(Collected data entries)
[Start of section]
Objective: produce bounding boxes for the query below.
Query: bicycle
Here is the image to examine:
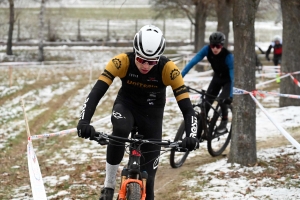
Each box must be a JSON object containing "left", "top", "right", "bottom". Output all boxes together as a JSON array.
[
  {"left": 91, "top": 127, "right": 187, "bottom": 200},
  {"left": 170, "top": 86, "right": 232, "bottom": 168}
]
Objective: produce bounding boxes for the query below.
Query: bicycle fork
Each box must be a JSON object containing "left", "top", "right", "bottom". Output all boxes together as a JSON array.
[{"left": 118, "top": 147, "right": 148, "bottom": 199}]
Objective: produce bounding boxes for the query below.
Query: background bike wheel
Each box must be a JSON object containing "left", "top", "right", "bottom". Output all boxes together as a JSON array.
[
  {"left": 169, "top": 120, "right": 190, "bottom": 168},
  {"left": 207, "top": 105, "right": 232, "bottom": 157},
  {"left": 126, "top": 182, "right": 141, "bottom": 200}
]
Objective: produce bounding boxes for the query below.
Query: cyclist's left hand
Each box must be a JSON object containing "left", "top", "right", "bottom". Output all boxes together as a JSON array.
[{"left": 182, "top": 137, "right": 199, "bottom": 151}]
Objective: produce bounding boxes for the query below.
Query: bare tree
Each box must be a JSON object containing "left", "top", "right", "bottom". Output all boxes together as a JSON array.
[
  {"left": 215, "top": 0, "right": 232, "bottom": 48},
  {"left": 280, "top": 0, "right": 300, "bottom": 107},
  {"left": 6, "top": 0, "right": 14, "bottom": 55},
  {"left": 228, "top": 0, "right": 260, "bottom": 166},
  {"left": 151, "top": 0, "right": 211, "bottom": 52}
]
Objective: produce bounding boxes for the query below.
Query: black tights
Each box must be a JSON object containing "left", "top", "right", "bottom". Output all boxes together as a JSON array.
[{"left": 107, "top": 103, "right": 164, "bottom": 200}]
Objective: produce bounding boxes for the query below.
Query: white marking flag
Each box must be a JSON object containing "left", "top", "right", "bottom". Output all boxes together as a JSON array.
[{"left": 27, "top": 140, "right": 47, "bottom": 199}]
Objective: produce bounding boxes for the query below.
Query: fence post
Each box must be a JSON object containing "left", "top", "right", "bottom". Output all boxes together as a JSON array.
[
  {"left": 17, "top": 19, "right": 20, "bottom": 41},
  {"left": 77, "top": 19, "right": 81, "bottom": 41},
  {"left": 48, "top": 19, "right": 51, "bottom": 41},
  {"left": 190, "top": 22, "right": 193, "bottom": 42},
  {"left": 106, "top": 19, "right": 110, "bottom": 41}
]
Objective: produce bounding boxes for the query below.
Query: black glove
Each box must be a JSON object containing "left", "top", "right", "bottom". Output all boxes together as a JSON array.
[
  {"left": 182, "top": 137, "right": 199, "bottom": 151},
  {"left": 222, "top": 97, "right": 232, "bottom": 105},
  {"left": 77, "top": 121, "right": 95, "bottom": 139}
]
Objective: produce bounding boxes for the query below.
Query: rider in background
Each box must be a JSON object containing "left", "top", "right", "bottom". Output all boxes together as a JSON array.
[
  {"left": 77, "top": 25, "right": 199, "bottom": 200},
  {"left": 181, "top": 32, "right": 234, "bottom": 134},
  {"left": 265, "top": 35, "right": 282, "bottom": 83}
]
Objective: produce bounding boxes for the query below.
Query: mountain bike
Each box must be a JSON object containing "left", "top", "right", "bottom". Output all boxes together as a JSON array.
[
  {"left": 91, "top": 127, "right": 187, "bottom": 200},
  {"left": 170, "top": 86, "right": 232, "bottom": 168}
]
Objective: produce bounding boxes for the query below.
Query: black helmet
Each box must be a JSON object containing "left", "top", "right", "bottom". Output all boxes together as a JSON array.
[{"left": 209, "top": 32, "right": 226, "bottom": 45}]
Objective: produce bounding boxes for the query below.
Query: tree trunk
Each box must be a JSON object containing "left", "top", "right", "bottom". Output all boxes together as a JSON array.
[
  {"left": 279, "top": 0, "right": 300, "bottom": 107},
  {"left": 38, "top": 0, "right": 45, "bottom": 62},
  {"left": 228, "top": 0, "right": 260, "bottom": 166},
  {"left": 215, "top": 0, "right": 232, "bottom": 48},
  {"left": 194, "top": 0, "right": 208, "bottom": 52},
  {"left": 6, "top": 0, "right": 14, "bottom": 56}
]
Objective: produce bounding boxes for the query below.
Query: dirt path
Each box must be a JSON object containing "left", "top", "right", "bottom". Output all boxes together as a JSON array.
[{"left": 154, "top": 129, "right": 300, "bottom": 199}]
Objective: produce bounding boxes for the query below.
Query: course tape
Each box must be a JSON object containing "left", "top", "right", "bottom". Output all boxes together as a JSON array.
[
  {"left": 248, "top": 92, "right": 300, "bottom": 151},
  {"left": 233, "top": 87, "right": 300, "bottom": 99},
  {"left": 290, "top": 74, "right": 300, "bottom": 87},
  {"left": 27, "top": 140, "right": 47, "bottom": 199},
  {"left": 30, "top": 115, "right": 111, "bottom": 140}
]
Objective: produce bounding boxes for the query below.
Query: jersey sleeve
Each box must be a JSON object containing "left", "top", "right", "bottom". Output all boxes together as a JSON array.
[
  {"left": 162, "top": 61, "right": 190, "bottom": 102},
  {"left": 99, "top": 53, "right": 129, "bottom": 85},
  {"left": 181, "top": 45, "right": 209, "bottom": 77},
  {"left": 162, "top": 61, "right": 197, "bottom": 138},
  {"left": 225, "top": 54, "right": 234, "bottom": 97}
]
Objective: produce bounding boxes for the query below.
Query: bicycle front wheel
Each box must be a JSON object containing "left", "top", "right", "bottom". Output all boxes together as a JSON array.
[
  {"left": 169, "top": 120, "right": 190, "bottom": 168},
  {"left": 126, "top": 182, "right": 141, "bottom": 200},
  {"left": 207, "top": 105, "right": 232, "bottom": 157}
]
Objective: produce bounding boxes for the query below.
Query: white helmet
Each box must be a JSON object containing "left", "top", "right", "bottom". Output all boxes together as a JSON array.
[
  {"left": 133, "top": 25, "right": 166, "bottom": 59},
  {"left": 273, "top": 35, "right": 281, "bottom": 42}
]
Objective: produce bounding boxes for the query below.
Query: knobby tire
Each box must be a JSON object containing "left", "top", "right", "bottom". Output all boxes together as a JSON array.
[
  {"left": 126, "top": 182, "right": 141, "bottom": 200},
  {"left": 207, "top": 105, "right": 232, "bottom": 157},
  {"left": 169, "top": 120, "right": 190, "bottom": 168}
]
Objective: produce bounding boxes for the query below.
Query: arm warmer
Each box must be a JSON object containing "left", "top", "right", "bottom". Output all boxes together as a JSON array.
[
  {"left": 79, "top": 80, "right": 109, "bottom": 124},
  {"left": 177, "top": 98, "right": 197, "bottom": 138}
]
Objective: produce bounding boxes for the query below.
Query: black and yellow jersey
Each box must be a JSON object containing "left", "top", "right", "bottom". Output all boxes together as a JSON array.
[
  {"left": 79, "top": 52, "right": 197, "bottom": 138},
  {"left": 99, "top": 52, "right": 189, "bottom": 107}
]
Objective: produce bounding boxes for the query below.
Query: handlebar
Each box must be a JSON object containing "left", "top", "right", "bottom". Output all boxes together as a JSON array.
[
  {"left": 91, "top": 132, "right": 188, "bottom": 152},
  {"left": 186, "top": 86, "right": 224, "bottom": 102}
]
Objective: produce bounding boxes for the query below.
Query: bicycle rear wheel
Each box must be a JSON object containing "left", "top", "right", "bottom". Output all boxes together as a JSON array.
[
  {"left": 207, "top": 105, "right": 232, "bottom": 157},
  {"left": 169, "top": 120, "right": 190, "bottom": 168},
  {"left": 126, "top": 182, "right": 141, "bottom": 200}
]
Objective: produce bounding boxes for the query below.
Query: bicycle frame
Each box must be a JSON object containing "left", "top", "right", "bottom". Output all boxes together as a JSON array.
[
  {"left": 190, "top": 87, "right": 221, "bottom": 141},
  {"left": 118, "top": 129, "right": 147, "bottom": 200},
  {"left": 170, "top": 86, "right": 232, "bottom": 168},
  {"left": 92, "top": 129, "right": 186, "bottom": 200}
]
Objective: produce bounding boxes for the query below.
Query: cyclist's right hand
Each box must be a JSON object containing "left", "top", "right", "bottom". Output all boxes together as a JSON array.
[
  {"left": 222, "top": 97, "right": 232, "bottom": 105},
  {"left": 182, "top": 137, "right": 199, "bottom": 151},
  {"left": 77, "top": 121, "right": 95, "bottom": 139}
]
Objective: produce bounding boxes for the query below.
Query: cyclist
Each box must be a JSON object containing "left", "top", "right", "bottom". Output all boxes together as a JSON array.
[
  {"left": 77, "top": 25, "right": 199, "bottom": 200},
  {"left": 265, "top": 35, "right": 282, "bottom": 66},
  {"left": 265, "top": 35, "right": 282, "bottom": 83},
  {"left": 181, "top": 31, "right": 234, "bottom": 134}
]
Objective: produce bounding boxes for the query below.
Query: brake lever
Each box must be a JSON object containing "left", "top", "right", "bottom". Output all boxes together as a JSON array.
[{"left": 90, "top": 132, "right": 109, "bottom": 145}]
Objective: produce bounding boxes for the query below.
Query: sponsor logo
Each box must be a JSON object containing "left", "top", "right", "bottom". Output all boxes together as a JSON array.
[
  {"left": 129, "top": 73, "right": 138, "bottom": 78},
  {"left": 153, "top": 157, "right": 159, "bottom": 169},
  {"left": 113, "top": 111, "right": 126, "bottom": 119},
  {"left": 170, "top": 68, "right": 180, "bottom": 80},
  {"left": 233, "top": 88, "right": 244, "bottom": 94},
  {"left": 112, "top": 58, "right": 121, "bottom": 70},
  {"left": 147, "top": 77, "right": 158, "bottom": 82},
  {"left": 149, "top": 93, "right": 156, "bottom": 98},
  {"left": 127, "top": 80, "right": 158, "bottom": 88},
  {"left": 190, "top": 116, "right": 197, "bottom": 138},
  {"left": 79, "top": 98, "right": 89, "bottom": 120},
  {"left": 147, "top": 99, "right": 156, "bottom": 102}
]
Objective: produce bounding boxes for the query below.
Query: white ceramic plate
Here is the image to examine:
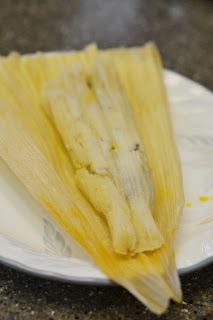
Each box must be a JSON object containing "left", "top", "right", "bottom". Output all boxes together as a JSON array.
[{"left": 0, "top": 70, "right": 212, "bottom": 285}]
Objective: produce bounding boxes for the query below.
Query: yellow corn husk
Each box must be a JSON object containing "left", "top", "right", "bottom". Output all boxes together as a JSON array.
[
  {"left": 0, "top": 43, "right": 184, "bottom": 314},
  {"left": 109, "top": 44, "right": 184, "bottom": 240}
]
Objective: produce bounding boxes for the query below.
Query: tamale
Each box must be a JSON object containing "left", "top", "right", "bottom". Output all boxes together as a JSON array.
[
  {"left": 0, "top": 44, "right": 184, "bottom": 314},
  {"left": 43, "top": 55, "right": 163, "bottom": 255}
]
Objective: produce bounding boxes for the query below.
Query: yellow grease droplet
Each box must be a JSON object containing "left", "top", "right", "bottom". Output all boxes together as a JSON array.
[
  {"left": 185, "top": 202, "right": 192, "bottom": 207},
  {"left": 199, "top": 196, "right": 209, "bottom": 202}
]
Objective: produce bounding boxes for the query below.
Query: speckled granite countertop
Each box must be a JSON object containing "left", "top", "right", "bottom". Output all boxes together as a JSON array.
[{"left": 0, "top": 0, "right": 212, "bottom": 319}]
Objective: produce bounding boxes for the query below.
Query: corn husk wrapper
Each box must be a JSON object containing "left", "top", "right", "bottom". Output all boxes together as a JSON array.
[{"left": 0, "top": 43, "right": 184, "bottom": 314}]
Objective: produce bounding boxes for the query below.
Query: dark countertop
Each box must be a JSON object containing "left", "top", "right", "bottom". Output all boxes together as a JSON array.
[{"left": 0, "top": 0, "right": 212, "bottom": 319}]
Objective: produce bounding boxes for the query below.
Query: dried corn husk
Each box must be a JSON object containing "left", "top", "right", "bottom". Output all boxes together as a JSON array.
[{"left": 0, "top": 43, "right": 184, "bottom": 314}]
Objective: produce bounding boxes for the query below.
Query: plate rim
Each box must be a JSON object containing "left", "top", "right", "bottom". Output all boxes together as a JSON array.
[{"left": 0, "top": 250, "right": 212, "bottom": 286}]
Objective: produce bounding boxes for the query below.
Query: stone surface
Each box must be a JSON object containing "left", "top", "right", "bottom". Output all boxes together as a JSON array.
[
  {"left": 0, "top": 0, "right": 212, "bottom": 319},
  {"left": 0, "top": 264, "right": 212, "bottom": 320}
]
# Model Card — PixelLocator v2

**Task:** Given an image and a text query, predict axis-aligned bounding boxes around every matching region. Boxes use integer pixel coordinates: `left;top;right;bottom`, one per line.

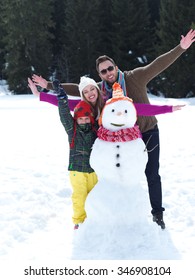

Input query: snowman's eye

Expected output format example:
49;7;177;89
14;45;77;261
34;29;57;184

125;110;128;113
112;109;115;112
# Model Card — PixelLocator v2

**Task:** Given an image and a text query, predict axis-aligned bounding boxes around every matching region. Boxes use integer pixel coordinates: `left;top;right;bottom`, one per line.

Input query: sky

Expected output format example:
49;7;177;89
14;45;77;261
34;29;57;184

0;81;195;279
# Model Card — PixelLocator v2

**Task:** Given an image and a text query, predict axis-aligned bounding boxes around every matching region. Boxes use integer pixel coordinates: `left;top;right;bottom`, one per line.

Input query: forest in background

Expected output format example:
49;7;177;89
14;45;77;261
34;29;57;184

0;0;194;98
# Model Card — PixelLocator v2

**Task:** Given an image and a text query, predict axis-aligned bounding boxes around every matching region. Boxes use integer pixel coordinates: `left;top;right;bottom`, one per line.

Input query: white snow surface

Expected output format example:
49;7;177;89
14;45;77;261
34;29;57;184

1;82;195;278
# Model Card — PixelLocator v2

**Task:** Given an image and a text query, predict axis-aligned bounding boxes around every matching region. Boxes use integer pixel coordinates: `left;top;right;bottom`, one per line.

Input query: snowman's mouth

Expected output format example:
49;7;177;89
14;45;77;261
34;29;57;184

110;123;125;127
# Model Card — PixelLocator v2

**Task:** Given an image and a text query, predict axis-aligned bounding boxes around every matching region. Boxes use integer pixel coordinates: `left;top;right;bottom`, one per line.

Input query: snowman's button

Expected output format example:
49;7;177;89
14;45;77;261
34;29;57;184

116;154;120;158
116;145;120;148
116;163;120;167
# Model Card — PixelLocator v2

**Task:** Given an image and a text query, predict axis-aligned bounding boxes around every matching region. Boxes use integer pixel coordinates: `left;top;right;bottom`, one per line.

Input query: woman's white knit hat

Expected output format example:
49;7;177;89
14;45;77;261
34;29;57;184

78;76;99;96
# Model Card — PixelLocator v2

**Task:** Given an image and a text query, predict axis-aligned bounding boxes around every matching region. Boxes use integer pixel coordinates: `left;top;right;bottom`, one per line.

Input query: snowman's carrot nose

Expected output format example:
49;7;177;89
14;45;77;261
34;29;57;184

116;111;123;116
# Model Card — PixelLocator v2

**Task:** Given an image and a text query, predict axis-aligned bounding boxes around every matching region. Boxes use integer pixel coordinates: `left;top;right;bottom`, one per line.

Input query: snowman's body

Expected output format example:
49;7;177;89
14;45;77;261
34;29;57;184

90;137;147;186
90;99;148;186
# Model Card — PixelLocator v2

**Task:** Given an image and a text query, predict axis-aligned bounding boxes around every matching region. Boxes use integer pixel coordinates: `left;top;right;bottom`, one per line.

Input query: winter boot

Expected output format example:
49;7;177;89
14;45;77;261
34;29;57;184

74;224;79;230
153;212;165;229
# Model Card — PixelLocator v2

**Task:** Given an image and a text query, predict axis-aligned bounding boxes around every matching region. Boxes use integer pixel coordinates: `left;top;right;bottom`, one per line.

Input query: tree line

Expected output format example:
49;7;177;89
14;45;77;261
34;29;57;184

0;0;194;98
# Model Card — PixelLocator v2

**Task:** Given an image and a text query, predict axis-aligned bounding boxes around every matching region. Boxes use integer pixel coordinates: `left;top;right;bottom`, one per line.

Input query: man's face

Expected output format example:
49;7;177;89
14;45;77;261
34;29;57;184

98;60;118;85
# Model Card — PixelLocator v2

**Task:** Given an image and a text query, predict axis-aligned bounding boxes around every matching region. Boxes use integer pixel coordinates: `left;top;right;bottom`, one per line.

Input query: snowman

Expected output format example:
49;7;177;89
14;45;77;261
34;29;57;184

71;83;154;260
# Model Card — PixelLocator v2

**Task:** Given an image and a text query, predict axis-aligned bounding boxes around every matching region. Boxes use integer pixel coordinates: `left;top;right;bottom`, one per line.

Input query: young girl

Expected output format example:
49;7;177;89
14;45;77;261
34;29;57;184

55;81;99;230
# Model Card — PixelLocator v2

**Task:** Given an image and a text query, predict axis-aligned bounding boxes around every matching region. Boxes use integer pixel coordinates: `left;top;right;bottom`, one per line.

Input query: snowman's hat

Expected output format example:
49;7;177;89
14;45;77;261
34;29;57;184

110;82;133;102
98;82;134;126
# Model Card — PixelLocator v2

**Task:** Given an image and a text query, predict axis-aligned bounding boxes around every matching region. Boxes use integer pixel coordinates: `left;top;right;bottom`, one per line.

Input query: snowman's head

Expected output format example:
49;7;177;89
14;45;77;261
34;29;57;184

98;83;137;131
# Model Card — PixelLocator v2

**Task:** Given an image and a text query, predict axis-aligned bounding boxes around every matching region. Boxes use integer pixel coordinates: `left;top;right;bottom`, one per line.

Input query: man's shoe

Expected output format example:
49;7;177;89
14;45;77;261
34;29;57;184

153;213;165;229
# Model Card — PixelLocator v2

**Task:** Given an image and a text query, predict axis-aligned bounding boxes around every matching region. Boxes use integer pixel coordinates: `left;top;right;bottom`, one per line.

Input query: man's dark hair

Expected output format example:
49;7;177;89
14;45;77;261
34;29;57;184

96;55;116;72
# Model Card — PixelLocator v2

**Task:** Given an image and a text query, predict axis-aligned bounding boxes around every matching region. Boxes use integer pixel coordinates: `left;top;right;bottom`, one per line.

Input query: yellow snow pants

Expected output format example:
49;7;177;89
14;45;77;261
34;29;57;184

69;171;98;224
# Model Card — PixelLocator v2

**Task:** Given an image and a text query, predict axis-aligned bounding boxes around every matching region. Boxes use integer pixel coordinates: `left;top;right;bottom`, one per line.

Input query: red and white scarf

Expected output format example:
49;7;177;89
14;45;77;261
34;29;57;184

97;125;141;142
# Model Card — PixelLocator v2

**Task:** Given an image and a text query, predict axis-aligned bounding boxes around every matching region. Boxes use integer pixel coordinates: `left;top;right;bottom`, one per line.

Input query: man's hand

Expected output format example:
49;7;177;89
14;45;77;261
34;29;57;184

32;74;48;89
180;29;195;49
28;78;40;97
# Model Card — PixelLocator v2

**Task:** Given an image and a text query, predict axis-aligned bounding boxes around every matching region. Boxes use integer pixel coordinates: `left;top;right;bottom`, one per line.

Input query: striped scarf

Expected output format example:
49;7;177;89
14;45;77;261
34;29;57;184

100;70;127;101
97;125;141;142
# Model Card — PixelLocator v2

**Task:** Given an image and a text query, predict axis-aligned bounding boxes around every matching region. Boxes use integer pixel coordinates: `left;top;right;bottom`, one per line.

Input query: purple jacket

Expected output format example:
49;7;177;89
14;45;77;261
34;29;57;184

40;91;172;116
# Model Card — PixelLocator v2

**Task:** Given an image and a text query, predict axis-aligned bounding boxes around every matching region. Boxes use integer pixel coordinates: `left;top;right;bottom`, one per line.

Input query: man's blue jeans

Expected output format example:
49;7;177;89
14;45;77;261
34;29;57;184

142;125;165;215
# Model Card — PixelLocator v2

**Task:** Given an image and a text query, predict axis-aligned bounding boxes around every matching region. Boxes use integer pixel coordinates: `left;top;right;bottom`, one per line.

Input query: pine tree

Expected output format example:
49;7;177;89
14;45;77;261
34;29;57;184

49;0;68;81
95;0;115;57
1;0;54;94
53;0;100;83
0;5;6;80
45;0;157;84
148;0;160;27
111;0;154;71
152;0;195;98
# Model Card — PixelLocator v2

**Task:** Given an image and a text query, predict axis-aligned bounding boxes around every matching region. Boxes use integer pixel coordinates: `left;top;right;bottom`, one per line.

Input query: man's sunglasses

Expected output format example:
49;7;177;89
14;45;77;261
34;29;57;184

99;65;115;75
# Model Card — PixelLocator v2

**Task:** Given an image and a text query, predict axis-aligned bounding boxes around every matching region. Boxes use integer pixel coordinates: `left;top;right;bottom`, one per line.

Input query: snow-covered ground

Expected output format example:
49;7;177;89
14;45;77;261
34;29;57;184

1;82;195;279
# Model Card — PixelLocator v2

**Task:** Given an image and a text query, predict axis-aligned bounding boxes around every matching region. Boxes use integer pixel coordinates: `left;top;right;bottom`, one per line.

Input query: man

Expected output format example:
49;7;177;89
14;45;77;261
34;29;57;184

32;29;195;229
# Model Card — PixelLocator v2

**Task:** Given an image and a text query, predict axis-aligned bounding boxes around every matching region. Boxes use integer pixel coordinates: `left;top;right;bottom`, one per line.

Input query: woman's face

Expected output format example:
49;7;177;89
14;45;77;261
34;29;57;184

82;85;98;105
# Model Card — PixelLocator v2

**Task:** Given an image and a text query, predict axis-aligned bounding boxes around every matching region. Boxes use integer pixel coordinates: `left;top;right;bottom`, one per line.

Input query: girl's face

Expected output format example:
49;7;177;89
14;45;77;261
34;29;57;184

82;85;98;105
77;116;91;124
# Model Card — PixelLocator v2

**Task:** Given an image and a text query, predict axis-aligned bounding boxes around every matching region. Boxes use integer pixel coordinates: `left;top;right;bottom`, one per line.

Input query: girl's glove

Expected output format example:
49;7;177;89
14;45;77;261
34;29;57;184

53;79;68;100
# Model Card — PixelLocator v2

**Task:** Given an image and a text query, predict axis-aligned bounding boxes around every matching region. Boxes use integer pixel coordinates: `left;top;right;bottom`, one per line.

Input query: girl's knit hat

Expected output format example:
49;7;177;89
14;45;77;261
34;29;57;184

78;76;99;97
73;100;95;124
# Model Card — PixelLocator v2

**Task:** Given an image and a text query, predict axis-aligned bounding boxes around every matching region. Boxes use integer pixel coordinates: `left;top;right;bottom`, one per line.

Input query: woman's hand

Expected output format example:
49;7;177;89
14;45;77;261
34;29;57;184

32;74;48;89
28;78;40;97
172;104;185;112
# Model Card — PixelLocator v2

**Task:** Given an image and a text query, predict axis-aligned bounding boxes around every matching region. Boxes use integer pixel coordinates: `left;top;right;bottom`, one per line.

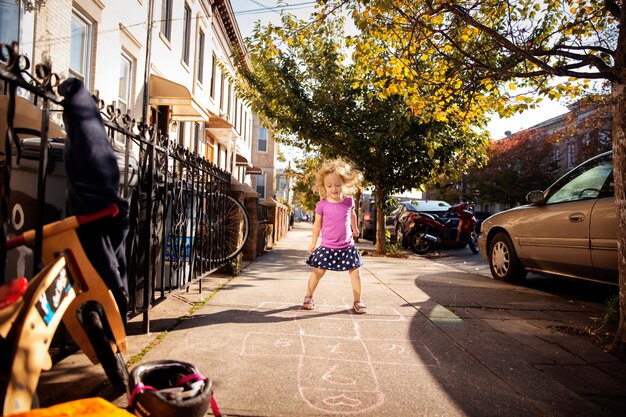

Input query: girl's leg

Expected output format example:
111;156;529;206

349;268;366;313
306;268;326;296
303;268;325;309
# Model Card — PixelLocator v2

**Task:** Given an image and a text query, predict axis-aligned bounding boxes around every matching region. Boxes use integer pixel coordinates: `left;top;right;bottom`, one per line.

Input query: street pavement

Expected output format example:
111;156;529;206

38;221;626;416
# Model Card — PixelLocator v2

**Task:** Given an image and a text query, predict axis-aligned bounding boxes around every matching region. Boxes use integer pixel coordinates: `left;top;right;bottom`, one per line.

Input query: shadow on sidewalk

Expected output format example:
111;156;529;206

149;304;354;330
406;271;626;416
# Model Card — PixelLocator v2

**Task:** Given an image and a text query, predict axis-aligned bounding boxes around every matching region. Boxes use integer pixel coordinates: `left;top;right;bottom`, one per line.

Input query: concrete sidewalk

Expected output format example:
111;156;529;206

40;222;626;416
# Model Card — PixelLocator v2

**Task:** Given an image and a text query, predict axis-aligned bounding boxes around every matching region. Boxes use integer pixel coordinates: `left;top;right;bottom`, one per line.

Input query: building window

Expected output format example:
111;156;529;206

234;97;238;132
258;127;267;152
70;10;93;87
161;0;172;41
182;3;191;64
239;102;243;132
227;82;232;118
255;173;266;199
197;30;205;83
210;53;216;98
219;73;225;111
118;53;134;114
0;0;19;45
567;143;576;168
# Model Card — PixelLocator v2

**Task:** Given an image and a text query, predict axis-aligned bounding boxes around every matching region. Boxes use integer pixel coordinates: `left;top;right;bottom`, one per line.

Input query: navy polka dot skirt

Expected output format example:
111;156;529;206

306;245;364;271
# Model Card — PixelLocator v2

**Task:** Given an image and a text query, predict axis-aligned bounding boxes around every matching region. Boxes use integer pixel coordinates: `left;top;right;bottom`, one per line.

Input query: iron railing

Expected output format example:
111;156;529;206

1;42;233;331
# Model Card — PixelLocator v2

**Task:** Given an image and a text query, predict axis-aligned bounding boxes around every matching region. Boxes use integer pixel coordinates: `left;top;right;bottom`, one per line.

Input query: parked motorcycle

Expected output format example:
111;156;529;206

408;202;479;255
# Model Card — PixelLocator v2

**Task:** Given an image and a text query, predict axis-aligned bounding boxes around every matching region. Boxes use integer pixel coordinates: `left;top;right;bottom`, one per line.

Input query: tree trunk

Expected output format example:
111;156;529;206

611;82;626;354
374;187;386;254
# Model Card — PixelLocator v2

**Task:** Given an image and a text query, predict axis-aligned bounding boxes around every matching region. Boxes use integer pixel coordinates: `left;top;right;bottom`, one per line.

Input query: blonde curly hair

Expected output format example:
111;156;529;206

314;159;362;198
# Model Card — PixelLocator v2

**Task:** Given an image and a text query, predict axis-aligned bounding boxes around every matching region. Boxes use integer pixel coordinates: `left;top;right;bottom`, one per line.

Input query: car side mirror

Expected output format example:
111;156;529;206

526;190;545;205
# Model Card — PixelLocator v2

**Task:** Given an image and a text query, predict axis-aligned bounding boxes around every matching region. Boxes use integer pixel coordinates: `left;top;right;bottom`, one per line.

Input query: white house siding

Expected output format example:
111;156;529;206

11;0;254;183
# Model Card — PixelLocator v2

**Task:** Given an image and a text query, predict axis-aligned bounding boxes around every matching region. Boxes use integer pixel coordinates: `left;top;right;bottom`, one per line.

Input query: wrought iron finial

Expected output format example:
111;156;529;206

34;58;58;92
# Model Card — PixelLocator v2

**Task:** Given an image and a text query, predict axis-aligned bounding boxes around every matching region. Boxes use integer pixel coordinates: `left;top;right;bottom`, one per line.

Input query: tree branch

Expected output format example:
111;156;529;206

532;48;614;72
552;44;615;56
433;3;618;82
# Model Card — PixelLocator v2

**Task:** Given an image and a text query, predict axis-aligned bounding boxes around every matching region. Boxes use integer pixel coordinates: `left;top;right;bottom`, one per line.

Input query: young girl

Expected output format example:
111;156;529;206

303;159;366;314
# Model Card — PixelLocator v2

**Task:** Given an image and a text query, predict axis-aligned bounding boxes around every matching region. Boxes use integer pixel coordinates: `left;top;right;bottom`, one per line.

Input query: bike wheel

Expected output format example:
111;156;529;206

81;302;128;394
222;194;249;260
199;193;250;263
468;231;480;254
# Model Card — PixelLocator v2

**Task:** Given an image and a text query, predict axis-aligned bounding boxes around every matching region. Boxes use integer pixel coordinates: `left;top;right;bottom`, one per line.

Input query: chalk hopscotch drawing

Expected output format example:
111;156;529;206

241;302;439;415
[End of section]
◆ Exercise instructions: Filter the data, keeping only the lines that contain "yellow".

◆ Finished task:
Query: black and yellow jersey
Query: yellow corn husk
Query: yellow grease droplet
Input query: yellow snow pants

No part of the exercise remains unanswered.